=== Excerpt ===
....

NEW FINDINGS: What is the central question of this study? Artificial light at night decreases blood pressure and heart rate in rats. Are mentioned changes in heart rate accompanied by changes in protein expression in the heart's left ventricle? What is the main finding and its importance? For the first time, we reported that five weeks of artificial light at night affected protein expression in the heart's left ventricle in normotensive and hypertensive rats.
Artificial light at night decreased expression of the sarco/endoplasmic reticulum Ca(2+) -ATPase, angiotensin II receptor type 1, and endothelin-1. ABSTRACT: Artificial light at night (ALAN) affects the circadian rhythm of the heart rate in normotensive Wistar (WT) and spontaneously hypertensive rats (SHR) through the autonomic nervous system, which regulates the heart's activity through calcium handling, an important regulator in heart contractility.
We analysed the expression of the sarco/endoplasmic reticulum Ca(2+) -ATPase (SERCA2) and other selected regulatory proteins involved in the regulation of heart contractility, angiotensin II receptor type 1 (AT(1) R), endothelin-1 (ET-1) and tyrosine hydroxylase (TH) in the left ventricle of the heart in WT and SHR after two and five weeks of ALAN with intensity 1-2 lx. Expression of SERCA2 was decreased in WT (control: 0.53 +- 0.07; ALAN: 0.46 +- 0.10) and SHR (control: 0.72 +- 0.18; ALAN: 0.56 +- 0.21) after five weeks of ALAN (p = 0.067).
Expression of AT(1) R was significantly decreased in WT (control: 0.51 +- 0.27; ALAN: 0.34 +- 0.20) and SHR (control: 0.38 +- 0.07; ALAN: 0.23 +- 0.09) after two weeks of ALAN (p = 0.028) and in SHR after five weeks of ALAN. Expression of ET-1 was decreased in WT (control: 0.51 +- 0.27; ALAN: 0.28 +- 0.12) and SHR (control: 0.54 +- 0.10; ALAN: 0.35 +- 0.23) after five weeks of ALAN (p = 0.015).
ALAN did not affect the expression of TH in WT or SHR. In conclusion, ALAN suppressed the expression of SERCA2, AT(1) R and ET-1, which are important for the regulation of heart contractility, in a strain-dependent pattern in both WT and SHR.

....

=== What to work on ===
1. Set down the passage of the abstract between "We analysed the" and "(p = 0.067).", inclusive.
2. Summarize the abstract in two sentences.
3. Translate this sentence from the abstract into Spanish: "Artificial light at night decreases blood pressure and heart rate in rats."

[Stored items from a collection]
....

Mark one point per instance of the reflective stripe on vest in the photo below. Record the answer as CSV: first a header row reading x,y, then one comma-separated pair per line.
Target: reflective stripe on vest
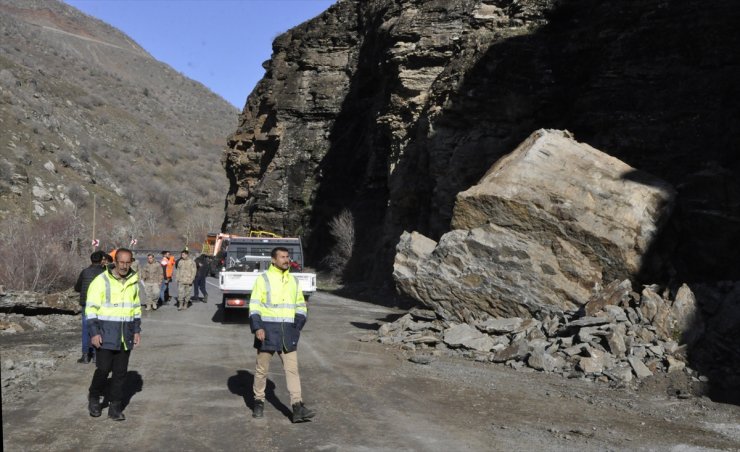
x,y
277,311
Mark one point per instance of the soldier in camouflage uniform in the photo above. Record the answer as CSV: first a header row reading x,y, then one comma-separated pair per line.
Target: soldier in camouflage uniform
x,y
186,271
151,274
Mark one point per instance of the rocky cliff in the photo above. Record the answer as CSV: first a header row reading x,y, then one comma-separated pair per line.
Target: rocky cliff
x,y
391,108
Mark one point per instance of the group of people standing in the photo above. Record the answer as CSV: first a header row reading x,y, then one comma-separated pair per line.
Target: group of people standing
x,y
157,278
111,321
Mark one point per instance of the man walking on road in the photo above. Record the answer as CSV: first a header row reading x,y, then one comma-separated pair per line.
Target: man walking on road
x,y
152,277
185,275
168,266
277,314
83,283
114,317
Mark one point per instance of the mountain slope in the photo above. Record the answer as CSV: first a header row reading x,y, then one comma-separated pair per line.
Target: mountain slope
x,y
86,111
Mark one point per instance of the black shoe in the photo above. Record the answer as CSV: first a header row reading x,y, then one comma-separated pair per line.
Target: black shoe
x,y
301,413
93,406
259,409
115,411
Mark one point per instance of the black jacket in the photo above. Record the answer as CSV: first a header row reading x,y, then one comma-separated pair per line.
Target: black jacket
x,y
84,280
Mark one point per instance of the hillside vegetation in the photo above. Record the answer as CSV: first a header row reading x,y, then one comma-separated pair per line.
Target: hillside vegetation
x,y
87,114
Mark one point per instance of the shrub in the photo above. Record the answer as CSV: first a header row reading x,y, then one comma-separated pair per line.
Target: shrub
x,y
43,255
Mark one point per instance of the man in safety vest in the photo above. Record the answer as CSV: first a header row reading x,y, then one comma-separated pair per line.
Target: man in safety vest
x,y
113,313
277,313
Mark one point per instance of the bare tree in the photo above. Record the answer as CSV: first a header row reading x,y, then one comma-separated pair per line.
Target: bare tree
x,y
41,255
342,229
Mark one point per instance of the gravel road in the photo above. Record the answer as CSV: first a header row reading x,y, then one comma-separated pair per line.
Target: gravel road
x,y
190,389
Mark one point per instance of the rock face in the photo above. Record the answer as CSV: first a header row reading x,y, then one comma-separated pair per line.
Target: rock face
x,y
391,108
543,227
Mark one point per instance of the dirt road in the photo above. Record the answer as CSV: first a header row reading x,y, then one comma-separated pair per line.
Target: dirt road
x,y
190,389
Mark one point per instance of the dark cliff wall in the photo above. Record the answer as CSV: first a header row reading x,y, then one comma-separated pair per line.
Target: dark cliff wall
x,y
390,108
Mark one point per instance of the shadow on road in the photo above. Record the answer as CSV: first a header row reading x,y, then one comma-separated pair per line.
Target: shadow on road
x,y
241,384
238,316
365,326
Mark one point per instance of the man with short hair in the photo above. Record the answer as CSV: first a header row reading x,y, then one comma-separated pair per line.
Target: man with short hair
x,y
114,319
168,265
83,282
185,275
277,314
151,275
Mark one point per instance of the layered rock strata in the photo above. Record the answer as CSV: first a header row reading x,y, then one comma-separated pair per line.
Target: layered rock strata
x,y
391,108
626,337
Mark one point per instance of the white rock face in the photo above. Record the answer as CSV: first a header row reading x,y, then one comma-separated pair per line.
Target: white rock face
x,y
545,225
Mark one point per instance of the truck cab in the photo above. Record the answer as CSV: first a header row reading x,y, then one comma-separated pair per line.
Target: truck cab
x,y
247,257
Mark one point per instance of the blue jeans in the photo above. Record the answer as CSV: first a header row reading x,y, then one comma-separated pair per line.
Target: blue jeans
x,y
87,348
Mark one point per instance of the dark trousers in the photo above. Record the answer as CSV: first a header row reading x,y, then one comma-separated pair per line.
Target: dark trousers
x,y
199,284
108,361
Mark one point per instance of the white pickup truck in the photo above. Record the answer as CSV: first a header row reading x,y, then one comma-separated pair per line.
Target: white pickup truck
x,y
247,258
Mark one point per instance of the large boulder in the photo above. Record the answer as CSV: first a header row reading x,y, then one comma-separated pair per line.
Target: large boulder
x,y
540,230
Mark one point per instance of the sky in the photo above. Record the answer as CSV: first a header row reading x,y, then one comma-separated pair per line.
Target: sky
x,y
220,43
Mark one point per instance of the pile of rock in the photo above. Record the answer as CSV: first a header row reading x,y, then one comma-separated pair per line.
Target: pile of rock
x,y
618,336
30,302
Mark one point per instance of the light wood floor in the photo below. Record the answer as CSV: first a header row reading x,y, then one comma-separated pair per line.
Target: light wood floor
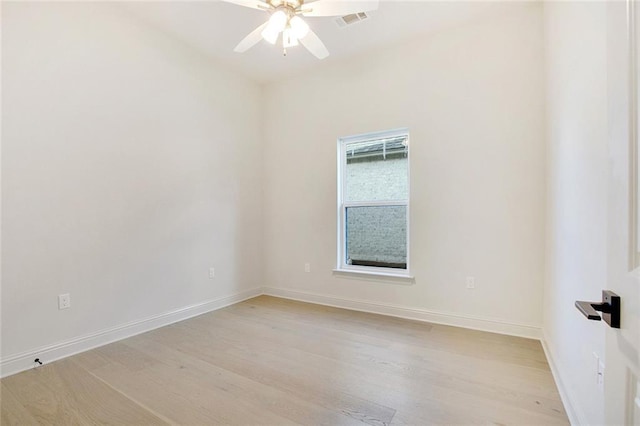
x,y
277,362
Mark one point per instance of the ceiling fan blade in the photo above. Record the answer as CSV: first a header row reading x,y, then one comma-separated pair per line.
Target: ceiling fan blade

....

=== Per-task outputs ===
1.
We analysed the expression of the sarco/endoplasmic reticulum Ca(2+) -ATPase (SERCA2) and other selected regulatory proteins involved in the regulation of heart contractility, angiotensin II receptor type 1 (AT(1) R), endothelin-1 (ET-1) and tyrosine hydroxylase (TH) in the left ventricle of the heart in WT and SHR after two and five weeks of ALAN with intensity 1-2 lx. Expression of SERCA2 was decreased in WT (control: 0.53 +- 0.07; ALAN: 0.46 +- 0.10) and SHR (control: 0.72 +- 0.18; ALAN: 0.56 +- 0.21) after five weeks of ALAN (p = 0.067).

2. Artificial light at night (ALAN) affects the circadian rhythm of heart rate in normotensive Wistar and spontaneously hypertensive rats through the autonomic nervous system. After two and five weeks of ALAN, the study found that expression of SERCA2, AT(1) R and ET-1 in the heart's left ventricle was suppressed in a strain-dependent pattern, while expression of TH was unaffected.

3. La luz artificial durante la noche disminuye la presión arterial y la frecuencia cardíaca en las ratas.